_Tasks and exercises_
- a) According to the configuration options documentation, which model does SIERanker use by default?
- b) Continue the configuration options documentation from the point where it stops.

_Text for analysis_
Supported models include `openai/clip-vit-large-patch14`, `google/siglip-base-patch16-224`, and other vision models in the [Model Catalog](/models#task=encode).

## Configuration Options

### All Embedders

| Parameter | Type | Default | Description |
|-----------|------|---------|-------------|
| `base_url` | `str` | `http://localhost:8080` | SIE server URL |
| `model` | `str` | `BAAI/bge-m3` | Model to use |
| `gpu` | `str` | `None` | Target GPU type for routing |
| `options` | `dict` | `None` | Model-specific options |
| `timeout_s` | `float` | `180.0` | Request timeout in seconds |

### Document Embedders Only

| Parameter | Type | Default | Description |
|-----------|------|---------|-------------|
| `meta_fields_to_embed` | `list[str]` | `None` | Metadata fields to include |

### SIERanker

| Parameter | Type | Default | Description |
|-----------|------|---------|-------------|
| `base_url` | `str` | `http://localhost:8080` | SIE server URL |
| `model` | `str` | `jinaai/jina-reranker-v2-base-multilingual` | Reranker model |
| `top_k` | `int` | `None` | Number of documents to return |
| `gpu` | `str` | `None` | Target GPU type for routing |
| `options` | `dict` | `None` | Model-specific options |
| `timeout_s` | `float` | `180.0` | Request timeout in seconds |

### SIEExtractor

The extraction model determines which output types are populated. Use GLiNER models for entities, GLiREL for relations, GLiClass for classifications, and GroundingDINO/OWL-v2 for object detection.

_Material provided_

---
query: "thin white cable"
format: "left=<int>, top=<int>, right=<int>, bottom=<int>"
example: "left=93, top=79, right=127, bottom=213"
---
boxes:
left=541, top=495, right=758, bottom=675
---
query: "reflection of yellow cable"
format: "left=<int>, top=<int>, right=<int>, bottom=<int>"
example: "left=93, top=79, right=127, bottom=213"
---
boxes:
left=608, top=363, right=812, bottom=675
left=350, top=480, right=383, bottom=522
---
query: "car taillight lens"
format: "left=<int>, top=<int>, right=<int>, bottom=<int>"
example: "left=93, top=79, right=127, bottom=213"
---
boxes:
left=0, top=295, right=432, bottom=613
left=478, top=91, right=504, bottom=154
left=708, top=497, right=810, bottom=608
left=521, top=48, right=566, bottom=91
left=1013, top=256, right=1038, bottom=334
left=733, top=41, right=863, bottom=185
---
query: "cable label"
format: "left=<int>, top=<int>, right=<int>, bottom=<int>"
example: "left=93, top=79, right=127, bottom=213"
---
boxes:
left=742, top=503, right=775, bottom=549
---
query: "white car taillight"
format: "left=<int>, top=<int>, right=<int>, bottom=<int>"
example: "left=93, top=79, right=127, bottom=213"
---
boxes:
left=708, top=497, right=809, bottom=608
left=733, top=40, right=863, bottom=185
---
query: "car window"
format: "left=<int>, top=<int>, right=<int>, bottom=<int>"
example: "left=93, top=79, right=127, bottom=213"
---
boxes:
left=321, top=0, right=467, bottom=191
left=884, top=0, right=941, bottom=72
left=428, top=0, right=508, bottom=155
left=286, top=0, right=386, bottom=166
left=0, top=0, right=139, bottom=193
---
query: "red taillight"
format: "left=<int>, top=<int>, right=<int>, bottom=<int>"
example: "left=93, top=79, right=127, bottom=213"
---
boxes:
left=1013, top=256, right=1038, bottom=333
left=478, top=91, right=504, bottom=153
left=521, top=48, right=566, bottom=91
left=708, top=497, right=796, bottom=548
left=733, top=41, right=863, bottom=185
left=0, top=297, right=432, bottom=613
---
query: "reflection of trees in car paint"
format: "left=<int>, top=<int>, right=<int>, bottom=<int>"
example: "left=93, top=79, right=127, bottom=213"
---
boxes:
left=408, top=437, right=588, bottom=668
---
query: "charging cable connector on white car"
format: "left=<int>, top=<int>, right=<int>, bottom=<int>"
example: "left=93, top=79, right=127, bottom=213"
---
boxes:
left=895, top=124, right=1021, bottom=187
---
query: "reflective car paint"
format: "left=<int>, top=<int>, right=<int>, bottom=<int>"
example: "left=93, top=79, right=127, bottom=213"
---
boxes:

_List of answers_
- a) `jinaai/jina-reranker-v2-base-multilingual`

- b)
| Parameter | Type | Default | Description |
|-----------|------|---------|-------------|
| `base_url` | `str` | `http://localhost:8080` | SIE server URL |
| `model` | `str` | `urchade/gliner_multi-v2.1` | Extraction model (GLiNER, GLiREL, GLiClass, GroundingDINO, OWL-v2) |
| `labels` | `list[str]` | `["person", "organization", "location"]` | Labels for extraction (entity types, relation types, or classification categories) |
| `gpu` | `str` | `None` | Target GPU type for routing |
| `options` | `dict` | `None` | Model-specific options |
| `timeout_s` | `float` | `180.0` | Request timeout in seconds |

## What's Next

- [Rerank Results](/docs/score/) - cross-encoder reranking details
- [Extract](/docs/extract/) - extraction details (NER, relations, classification, vision)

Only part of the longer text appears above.